TASK OBJECTIVE: Output all of the data below exactly as given.

---- EXERCISE MATERIALS

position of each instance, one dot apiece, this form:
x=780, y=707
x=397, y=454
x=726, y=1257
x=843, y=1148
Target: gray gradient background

--------

RESPONSE TO THIS EXERCISE:
position of each instance, one dot apiece, this form:
x=780, y=707
x=397, y=454
x=726, y=1257
x=843, y=1148
Target: gray gradient background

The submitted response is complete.